Questions on newborn care?
A pediatrician typically sees your newborn for his first appointment within a few days of discharge from the hospital. During the first well visit, you will get a chance to meet the pediatrician (if you haven’t already done so), as well as ask questions or address concerns you have about newborn care and your baby. The pediatrician will also perform a physical exam, observe your baby’s development and behavior, and track his growth to ensure he is getting enough to eat at the first well visit and those following.
Your pediatrician may discuss the following topics with you during your newborn’s first few appointments.
The very first stool your baby will pass is known as meconium. Newborns pass meconium over the first few days, and as he begins eating more, the stool will change from black meconium to dark green or yellow in color. After the first month, the number of bowel movements your infant has often slows down. Notify your pediatrician right away if your baby’s stools are white or red, as these could be signs of serious problems.
Breastmilk or formula is the only nutritional source your baby needs for the first six months of life, and the major source of nutrition throughout the first year. Your pediatrician will monitor your baby’s feeding habits and patterns during this time to ensure his growth is on track. Breastfed babies typically eat more frequently than babies who are fed formula. Breastfed newborns may nurse every two to three hours, while formula-fed newborns will eat every three to four hours during the first few weeks of life.

Extracted material:
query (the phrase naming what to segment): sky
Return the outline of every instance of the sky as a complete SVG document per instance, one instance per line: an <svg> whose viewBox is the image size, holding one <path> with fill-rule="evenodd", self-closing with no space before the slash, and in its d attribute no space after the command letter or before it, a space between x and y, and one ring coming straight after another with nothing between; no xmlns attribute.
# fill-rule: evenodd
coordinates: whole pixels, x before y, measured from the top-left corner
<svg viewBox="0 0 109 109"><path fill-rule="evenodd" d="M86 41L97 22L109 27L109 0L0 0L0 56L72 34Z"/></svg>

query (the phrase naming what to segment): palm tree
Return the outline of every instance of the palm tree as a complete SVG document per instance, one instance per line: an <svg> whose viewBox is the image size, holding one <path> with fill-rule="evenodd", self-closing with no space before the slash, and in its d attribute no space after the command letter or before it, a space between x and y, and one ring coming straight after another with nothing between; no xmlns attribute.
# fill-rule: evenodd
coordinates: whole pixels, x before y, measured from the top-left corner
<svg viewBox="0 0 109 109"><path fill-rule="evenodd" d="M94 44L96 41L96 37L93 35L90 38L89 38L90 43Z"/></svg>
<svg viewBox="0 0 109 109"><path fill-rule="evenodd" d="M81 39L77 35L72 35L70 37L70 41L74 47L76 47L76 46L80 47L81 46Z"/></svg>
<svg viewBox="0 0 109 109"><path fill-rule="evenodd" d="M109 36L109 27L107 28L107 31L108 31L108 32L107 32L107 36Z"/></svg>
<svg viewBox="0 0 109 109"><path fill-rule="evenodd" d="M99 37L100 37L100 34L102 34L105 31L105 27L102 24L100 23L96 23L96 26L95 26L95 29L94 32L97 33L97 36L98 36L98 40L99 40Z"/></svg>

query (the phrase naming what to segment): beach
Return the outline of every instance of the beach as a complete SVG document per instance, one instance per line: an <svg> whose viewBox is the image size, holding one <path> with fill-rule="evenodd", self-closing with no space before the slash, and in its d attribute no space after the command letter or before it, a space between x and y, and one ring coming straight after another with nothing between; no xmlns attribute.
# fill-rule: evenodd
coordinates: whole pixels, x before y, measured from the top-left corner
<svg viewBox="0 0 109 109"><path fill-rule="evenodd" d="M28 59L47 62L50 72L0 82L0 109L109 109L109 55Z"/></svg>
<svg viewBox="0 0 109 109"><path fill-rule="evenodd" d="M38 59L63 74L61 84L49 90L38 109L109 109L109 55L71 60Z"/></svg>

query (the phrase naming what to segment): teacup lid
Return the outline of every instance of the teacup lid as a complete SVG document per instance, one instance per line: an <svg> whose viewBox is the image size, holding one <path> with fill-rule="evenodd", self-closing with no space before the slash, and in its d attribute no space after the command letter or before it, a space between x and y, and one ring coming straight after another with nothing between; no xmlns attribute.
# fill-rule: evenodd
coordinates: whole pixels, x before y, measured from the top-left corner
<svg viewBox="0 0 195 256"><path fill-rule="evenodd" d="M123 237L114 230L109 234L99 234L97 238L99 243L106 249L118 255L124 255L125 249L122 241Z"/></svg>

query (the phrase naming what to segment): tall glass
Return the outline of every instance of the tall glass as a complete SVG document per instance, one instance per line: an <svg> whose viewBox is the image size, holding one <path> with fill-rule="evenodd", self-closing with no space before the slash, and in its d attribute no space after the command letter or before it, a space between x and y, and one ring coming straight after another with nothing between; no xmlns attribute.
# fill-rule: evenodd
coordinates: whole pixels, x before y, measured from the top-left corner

Directions:
Write out the part of the newborn care text between "A pediatrician typically" and "and those following.", inclusive.

Solution to the problem:
A pediatrician typically sees your newborn for his first appointment within a few days of discharge from the hospital. During the first well visit, you will get a chance to meet the pediatrician (if you haven’t already done so), as well as ask questions or address concerns you have about newborn care and your baby. The pediatrician will also perform a physical exam, observe your baby’s development and behavior, and track his growth to ensure he is getting enough to eat at the first well visit and those following.